== Input ==
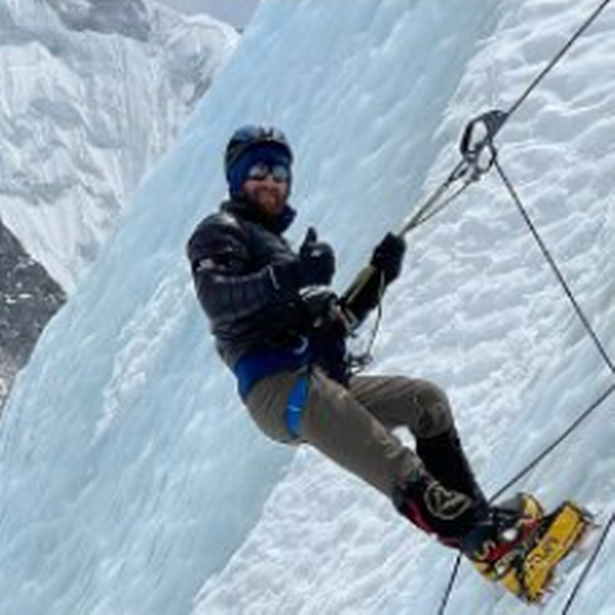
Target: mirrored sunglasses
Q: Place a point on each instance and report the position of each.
(261, 170)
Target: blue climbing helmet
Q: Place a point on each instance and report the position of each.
(251, 144)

== What you have to do ==
Rewrite all of the data above as a numbered list, one line per item, with no blank lines, and leave the picture out.

== Solution ==
1. Target: mirrored sunglasses
2. Q: Place a point on each instance and report the position of each.
3. (261, 170)
4. Target: blue climbing helmet
5. Q: Place a point on each instance and report the position of each.
6. (251, 144)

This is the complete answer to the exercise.